Exercise 1:
Decide whether each statement below agrees with the Scrivener tutorial page. For each, answer yes or no and quote the deciding words.
(a) The author is considering a next tutorial focused on revising.
(b) Erin was up and running with Scrivener after about an hour.
(c) David has been using Scrivener for more than three years.
Exercise 2:
In the Scrivener tutorial page, one commenter handwrites rough drafts. List everything that commenter says they lose track of by the time they revise.

A Scrivener tutorial: character worksheets and freeform corkboard

Today we’re taking a look at character and setting worksheets in Scrivener, as well as how the application can be used to help brainstorm visually. (What, you didn’t know you could brainstorm visually in Scrivener? I didn’t either until recently, but then I discovered the freeform corkboard. It’s pretty nifty. Watch and see.)

I’m thinking of focusing on revising next time — How I handle editorial feedback in Scrivener, how I keep track of changes, etc. But if there’s something else you’d rather know, please leave me some notes in the comments! I’m happy to help if possible.

47 Responses
  1. Interesting. this is a handy video that shows how practical and valuable Scrivener can be, especially for book series. my brain is often like a box of tangled xmas lights.

    not sure I could ever use something like Scrivener, but not because i feel like I’m too cool for school. Besides the fact that my curious nature ensures I would spend hours putzing around with the software, I’m not sure I can process my information visually. How long did it take you to “get used” to this?

    1. Erin

      The stuff I talk about in this tutorial took me awhile to figure out. It wasn’t necessarily hard to pick up as it was non-essential. The app is super powerful. All the basic functionality is a breeze to pick up. The day I opened it, I was up and running after about 30minutes of poking around. It’s the more fun, in-depth features that are nice-to-haves but not necessary for drafting a book that took me longer to discover and learn about.

      Personally, I loooove Scrivener. I can’t say enough good stuff about it, Evan. It’s changed how I write and made my life so much easier (especially when it comes to revising).

      1. Very interesting. the revising part intrigues me, so if you decide to do your next tutorial on that I’d be curious to see Scrivener helps.

        My biggest issue is that I handwrite my rough drafts. So i end up with lots of ideas on my legal pads but also in Pages documents. By the time i revise, I do find I’ve lost track of dates, order of events, backstory tidbits. Might play around with a trial of the software to see if my new project could benefit.

        thanks Erin!

  2. Thanks, Erin. Have been using Scrivener for almost 2 years and still finding new ways to integrate it into my work style. It’s so powerful and flexible. In fact, that’s the hardest thing—not going the other way—i.e., trying to fit your work style into Scrivener. I like your tutorial because it’s a way of brainstorming I haven’t used. In fact, after playing w/ Corkboards a lot at the beginning, I haven’t used them much. But I like how you show using them just to collect snippets. What I didn’t get was your emphasis on “Collections” in re doing so. I mean all those images etc. are “sub docs” for the character…as shown in the Binder. Is the use of Collections just a helpful way for you to avoid the distraction of other docs? Just curious. Thanks for the tutorials. David

    1. Erin

      Is the use of Collections just a helpful way for you to avoid the distraction of other docs?

Dataset excerpts:
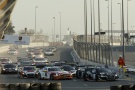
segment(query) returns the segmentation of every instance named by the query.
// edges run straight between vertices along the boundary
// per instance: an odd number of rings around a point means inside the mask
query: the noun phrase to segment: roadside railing
[[[91,43],[73,40],[73,49],[83,60],[113,66],[112,48],[108,43]]]
[[[61,82],[56,83],[1,83],[0,90],[61,90]]]

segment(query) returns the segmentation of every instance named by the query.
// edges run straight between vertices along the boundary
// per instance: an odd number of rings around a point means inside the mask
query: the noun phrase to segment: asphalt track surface
[[[46,48],[46,47],[44,47]],[[68,61],[73,62],[71,56],[72,47],[58,47],[54,56],[47,56],[49,61]],[[18,56],[25,57],[26,49],[20,49]],[[10,57],[13,61],[16,61],[14,55],[8,55],[7,52],[0,54],[0,57]],[[84,81],[82,79],[73,78],[72,80],[38,80],[37,78],[24,78],[20,79],[17,74],[0,74],[0,83],[45,83],[45,82],[61,82],[62,90],[110,90],[110,86],[113,85],[127,85],[134,84],[134,75],[129,75],[128,78],[119,79],[118,81]]]

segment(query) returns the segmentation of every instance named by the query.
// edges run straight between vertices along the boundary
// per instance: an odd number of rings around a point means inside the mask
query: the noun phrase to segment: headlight
[[[55,74],[56,76],[58,76],[58,74]]]

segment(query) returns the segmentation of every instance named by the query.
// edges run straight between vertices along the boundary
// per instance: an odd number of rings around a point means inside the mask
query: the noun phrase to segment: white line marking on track
[[[33,82],[35,82],[35,81],[33,80]]]
[[[73,79],[73,81],[75,81],[75,82],[76,82],[76,79]]]

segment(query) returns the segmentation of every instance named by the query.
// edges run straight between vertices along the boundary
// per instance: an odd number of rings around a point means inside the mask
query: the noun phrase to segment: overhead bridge
[[[0,0],[0,38],[10,23],[10,16],[17,0]]]

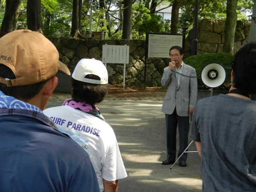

Task response 1:
(a) Yes: "I’m thinking of focusing on revising next time"
(b) No: "I was up and running after about 30minutes of poking around."
(c) No: "Have been using Scrivener for almost 2 years"

Task response 2:
1. Dates
2. Order of events
3. Backstory tidbits